EXERCISE GOAL: Print the data below exactly as it stands, and keep the pictures out.

▶

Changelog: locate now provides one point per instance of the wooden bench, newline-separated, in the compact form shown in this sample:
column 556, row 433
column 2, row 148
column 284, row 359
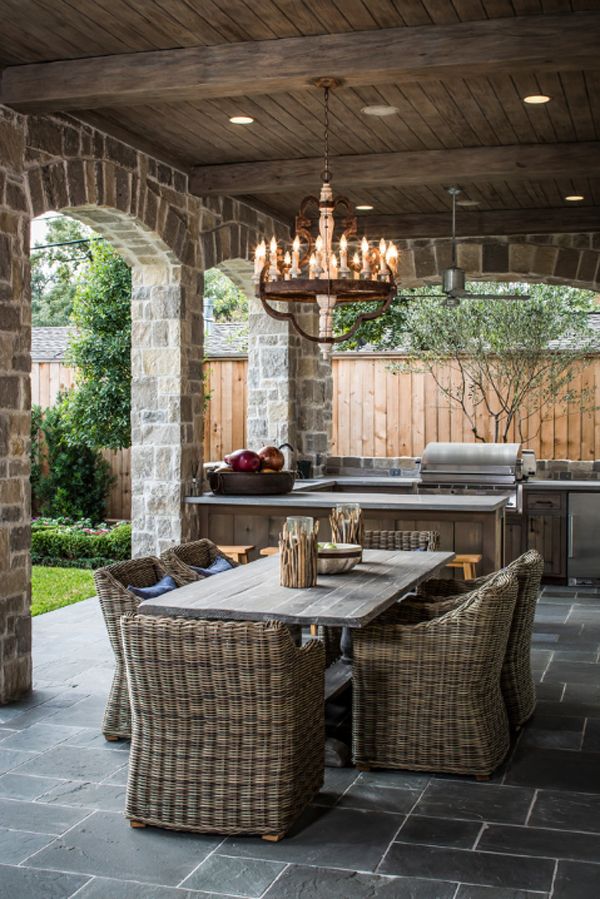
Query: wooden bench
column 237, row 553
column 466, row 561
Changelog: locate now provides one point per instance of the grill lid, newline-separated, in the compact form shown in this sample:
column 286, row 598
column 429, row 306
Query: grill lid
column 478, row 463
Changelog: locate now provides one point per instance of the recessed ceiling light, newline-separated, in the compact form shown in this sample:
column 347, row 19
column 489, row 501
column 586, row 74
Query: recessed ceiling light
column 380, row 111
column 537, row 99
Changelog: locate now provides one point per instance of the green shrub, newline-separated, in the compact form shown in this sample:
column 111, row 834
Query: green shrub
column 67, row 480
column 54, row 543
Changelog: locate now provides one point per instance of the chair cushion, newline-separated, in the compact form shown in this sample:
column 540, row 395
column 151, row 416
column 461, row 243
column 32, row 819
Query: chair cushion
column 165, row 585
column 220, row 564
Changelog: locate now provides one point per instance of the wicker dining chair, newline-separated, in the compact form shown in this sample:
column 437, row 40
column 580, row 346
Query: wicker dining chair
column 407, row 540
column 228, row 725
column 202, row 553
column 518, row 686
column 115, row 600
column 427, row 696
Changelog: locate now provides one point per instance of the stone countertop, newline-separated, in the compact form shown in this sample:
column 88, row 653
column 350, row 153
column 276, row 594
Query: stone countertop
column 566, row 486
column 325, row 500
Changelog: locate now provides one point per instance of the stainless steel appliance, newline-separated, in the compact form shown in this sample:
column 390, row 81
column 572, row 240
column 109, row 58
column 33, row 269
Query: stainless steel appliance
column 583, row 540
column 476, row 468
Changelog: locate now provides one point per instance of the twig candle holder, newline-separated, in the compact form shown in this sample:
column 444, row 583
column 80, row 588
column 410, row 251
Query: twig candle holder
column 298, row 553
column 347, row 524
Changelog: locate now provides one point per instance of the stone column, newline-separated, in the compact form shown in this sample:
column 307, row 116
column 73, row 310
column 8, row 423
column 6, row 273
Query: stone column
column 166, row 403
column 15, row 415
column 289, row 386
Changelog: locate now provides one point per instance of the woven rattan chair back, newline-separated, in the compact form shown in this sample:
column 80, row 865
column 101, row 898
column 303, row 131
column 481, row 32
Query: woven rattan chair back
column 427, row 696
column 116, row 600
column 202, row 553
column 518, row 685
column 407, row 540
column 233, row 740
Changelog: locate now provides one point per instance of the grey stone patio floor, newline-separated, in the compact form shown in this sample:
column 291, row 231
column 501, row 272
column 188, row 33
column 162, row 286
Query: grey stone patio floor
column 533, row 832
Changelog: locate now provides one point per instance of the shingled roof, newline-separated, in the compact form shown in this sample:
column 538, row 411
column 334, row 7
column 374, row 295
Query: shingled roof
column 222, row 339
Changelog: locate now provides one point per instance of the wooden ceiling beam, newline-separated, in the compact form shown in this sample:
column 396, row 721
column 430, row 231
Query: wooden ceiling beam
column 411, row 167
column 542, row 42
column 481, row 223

◀

ANSWER SECTION:
Changelog: locate now provides one point per instance of the wooden bench, newline-separated, in the compact form shown in this sample:
column 556, row 433
column 2, row 148
column 284, row 359
Query: wooden bench
column 237, row 553
column 466, row 561
Changelog: locate now provides one point per instance of the grill lid, newline-separated, in the compact form shown in this sample:
column 286, row 598
column 429, row 306
Query: grill lid
column 478, row 463
Changelog: locate now provides one point per instance of the recessed ceiling light, newline-separated, in the compact form shown in this sample:
column 347, row 19
column 489, row 501
column 586, row 74
Query: recessed ceiling light
column 380, row 111
column 537, row 99
Changelog: locate now provides one point per instance of the green shrub, newline-separated, in the compact form shown in this sample:
column 111, row 834
Query: green shrub
column 67, row 480
column 54, row 543
Changelog: locate now provides one point per instance of the chair cushion, newline-separated, in the compact form shown in this sample:
column 540, row 395
column 151, row 416
column 461, row 243
column 32, row 819
Query: chair cushion
column 165, row 585
column 220, row 564
Changelog: locate now provides one point per instance of the wicker dining chair, newline-separated, in the compact form shown in this sample:
column 437, row 40
column 580, row 346
Query: wicker dining chair
column 407, row 540
column 228, row 725
column 202, row 553
column 518, row 686
column 115, row 600
column 427, row 696
Changelog: locate now provides one point per instance of the stone countertop, newline-separated, in the compact form shown in this sample:
column 88, row 653
column 350, row 153
column 276, row 594
Query: stone countertop
column 566, row 486
column 325, row 500
Changelog: locate now provides one point per instance of the stainless steel appliance, newline-separated, in the compact form shown in this sample:
column 390, row 81
column 572, row 240
column 109, row 58
column 33, row 269
Query: stainless steel appliance
column 583, row 540
column 476, row 468
Changelog: locate now provides one point per instance of the twig candle holder, newline-separated, in the compact form shown in this sample:
column 444, row 583
column 80, row 588
column 410, row 251
Query: twig candle holder
column 298, row 553
column 347, row 524
Changelog: locate now provides one point per instance of the stone column, newline-separated, in the compact form shown in this sample:
column 307, row 116
column 73, row 310
column 8, row 423
column 6, row 273
Query: stone column
column 166, row 403
column 15, row 415
column 289, row 386
Changelog: locate now provides one point per instance of the woven rattan chair back, newline-separated, in the compact form shown in this sample:
column 80, row 865
column 101, row 898
column 303, row 131
column 481, row 32
Query: woven rattan chair back
column 427, row 696
column 116, row 600
column 202, row 553
column 518, row 685
column 407, row 540
column 233, row 740
Changelog: locate now provides one point per instance of the grey stone patio floor, newline-separated, in the compact form shown in this sample:
column 291, row 231
column 501, row 272
column 188, row 33
column 162, row 286
Query: grey stone patio floor
column 533, row 832
Changelog: locate now provides one point per instance of the shingled roof, newline-separated, in the compact form shown in this sample:
column 538, row 411
column 334, row 7
column 374, row 295
Query: shingled roof
column 222, row 339
Changelog: locate now provides one point per instance of the wooden ceiling beam, newline-separated, in the compact form shown in this sample:
column 396, row 721
column 430, row 231
Query: wooden ceiling beam
column 411, row 167
column 542, row 42
column 481, row 223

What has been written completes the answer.